Document extract section start
Rare earth metals are used extensively in clean energy technologies. But how safe are they?

Mining and disposal of these elements add to the environmental damages and ecological burden 

By Shourabh Gupta
Published: Monday 18 January 2021
Rare earth metals in clean energy tech should be handled carefully

Naturally abundant wind, geothermal, solar, tidal and electric energy are being hastened as the future of the planet's energy needs. And rare earth elements are used in a bevy of technolgies to generate this cleaner, renewable energy. 

These include wind turbine magnets, solar cells, smartphone components, cells used in electric vehicles, among others.

Also called rare earth metals, they comprise seventeen chemical elements — 15 lanthanides (anthanum, cerium, praseodymium, neodymium, promethium, samarium, europium, gadolinium, terbium, dysprosium, holmium, erbium, thulium, ytterbium, and lutetium), scandium and yttrium.

Despite the name, rare earth elements are found abundantly in the Earth's crust. They are widely dispersed and found in low concentrations that are not economically exploitable.

Extraction and mining of rare earth metals involves similar land-use exploitation, environmental damage and ecological burden as any other mining operation. They are mined using extremely energy-intensive processes, spewing carbon emissions into the atmosphere and toxins into the ground.
Document extract section end
Dataset extract section start
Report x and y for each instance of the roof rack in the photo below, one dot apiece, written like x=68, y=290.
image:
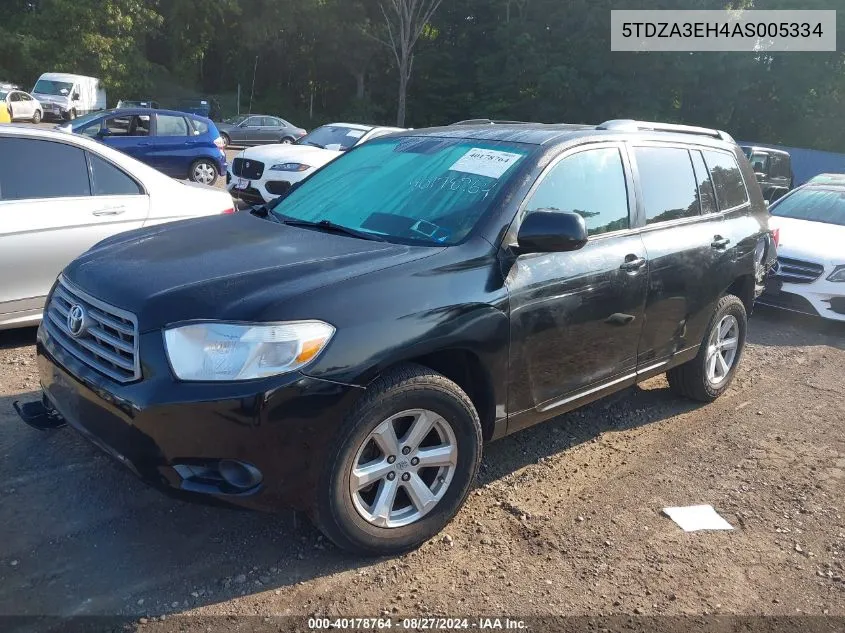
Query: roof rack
x=488, y=122
x=630, y=125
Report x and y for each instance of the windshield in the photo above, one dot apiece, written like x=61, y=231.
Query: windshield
x=336, y=137
x=413, y=190
x=816, y=205
x=50, y=87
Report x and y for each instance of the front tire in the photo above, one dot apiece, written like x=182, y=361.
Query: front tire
x=402, y=466
x=710, y=373
x=203, y=171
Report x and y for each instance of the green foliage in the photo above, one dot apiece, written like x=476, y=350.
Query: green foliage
x=319, y=60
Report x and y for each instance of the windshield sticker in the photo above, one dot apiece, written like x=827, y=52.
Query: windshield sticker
x=485, y=162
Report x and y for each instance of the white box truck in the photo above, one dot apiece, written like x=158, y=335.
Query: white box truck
x=68, y=96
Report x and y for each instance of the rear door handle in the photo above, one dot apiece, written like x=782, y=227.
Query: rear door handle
x=109, y=211
x=633, y=263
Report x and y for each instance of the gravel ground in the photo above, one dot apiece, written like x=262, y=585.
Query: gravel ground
x=565, y=518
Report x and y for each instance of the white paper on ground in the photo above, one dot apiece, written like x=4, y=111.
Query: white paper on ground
x=694, y=518
x=485, y=162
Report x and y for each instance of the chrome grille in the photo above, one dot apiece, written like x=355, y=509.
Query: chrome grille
x=107, y=339
x=797, y=271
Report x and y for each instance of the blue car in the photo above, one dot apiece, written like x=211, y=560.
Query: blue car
x=180, y=145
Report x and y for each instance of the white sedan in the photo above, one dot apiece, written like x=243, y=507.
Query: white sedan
x=260, y=174
x=60, y=194
x=21, y=105
x=809, y=276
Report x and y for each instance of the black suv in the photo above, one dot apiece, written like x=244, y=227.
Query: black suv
x=350, y=347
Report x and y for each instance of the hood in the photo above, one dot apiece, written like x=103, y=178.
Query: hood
x=282, y=153
x=236, y=267
x=818, y=242
x=51, y=98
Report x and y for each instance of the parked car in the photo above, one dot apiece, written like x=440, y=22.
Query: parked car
x=809, y=276
x=21, y=105
x=773, y=170
x=145, y=103
x=350, y=347
x=66, y=96
x=208, y=108
x=258, y=129
x=92, y=192
x=178, y=144
x=261, y=174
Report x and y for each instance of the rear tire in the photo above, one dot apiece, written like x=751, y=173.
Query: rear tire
x=350, y=514
x=705, y=378
x=203, y=171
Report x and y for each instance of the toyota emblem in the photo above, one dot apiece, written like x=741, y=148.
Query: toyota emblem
x=76, y=320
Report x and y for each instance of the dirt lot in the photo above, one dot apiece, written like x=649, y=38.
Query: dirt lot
x=565, y=518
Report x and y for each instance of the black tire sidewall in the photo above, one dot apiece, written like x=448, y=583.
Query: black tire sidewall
x=345, y=525
x=730, y=305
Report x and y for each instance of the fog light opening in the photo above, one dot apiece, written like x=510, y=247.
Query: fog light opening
x=238, y=474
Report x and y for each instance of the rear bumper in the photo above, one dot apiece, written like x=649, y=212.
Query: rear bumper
x=821, y=298
x=174, y=435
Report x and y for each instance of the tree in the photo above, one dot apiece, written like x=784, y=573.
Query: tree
x=405, y=21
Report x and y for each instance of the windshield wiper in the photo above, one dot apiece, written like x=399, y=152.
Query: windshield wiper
x=331, y=226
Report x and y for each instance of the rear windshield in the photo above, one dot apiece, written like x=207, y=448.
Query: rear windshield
x=335, y=137
x=410, y=190
x=816, y=205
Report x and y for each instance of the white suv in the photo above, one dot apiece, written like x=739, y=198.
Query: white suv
x=260, y=174
x=90, y=192
x=809, y=276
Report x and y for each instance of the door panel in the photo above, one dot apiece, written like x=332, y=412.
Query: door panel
x=576, y=317
x=687, y=261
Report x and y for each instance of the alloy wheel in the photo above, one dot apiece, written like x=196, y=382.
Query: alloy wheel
x=204, y=173
x=722, y=349
x=403, y=468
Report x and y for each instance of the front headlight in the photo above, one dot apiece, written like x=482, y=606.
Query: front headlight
x=838, y=274
x=230, y=351
x=290, y=167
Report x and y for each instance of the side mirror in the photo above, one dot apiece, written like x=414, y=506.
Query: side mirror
x=551, y=232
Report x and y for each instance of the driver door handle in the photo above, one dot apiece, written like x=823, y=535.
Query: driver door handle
x=633, y=263
x=109, y=211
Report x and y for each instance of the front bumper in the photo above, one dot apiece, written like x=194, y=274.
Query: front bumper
x=821, y=298
x=173, y=435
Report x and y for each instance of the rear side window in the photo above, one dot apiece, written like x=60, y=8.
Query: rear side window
x=108, y=180
x=668, y=183
x=705, y=185
x=200, y=127
x=727, y=179
x=590, y=183
x=171, y=125
x=42, y=169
Dataset extract section end
● **Assignment A**
Answer these from the rare earth metals article:
(i) How many chemical elements make up the rare earth metals?
(ii) On what date was the article published?
(iii) In what kind of concentrations are rare earth elements found in the Earth's crust?
● **Assignment B**
List every technology that the rare earth metals article gives as using rare earth elements to generate cleaner, renewable energy.

● **Written answer A**
(i) Seventeen.
(ii) Monday 18 January 2021.
(iii) Low concentrations that are not economically exploitable.

● **Written answer B**
- Wind turbine magnets
- Solar cells
- Smartphone components
- Cells used in electric vehicles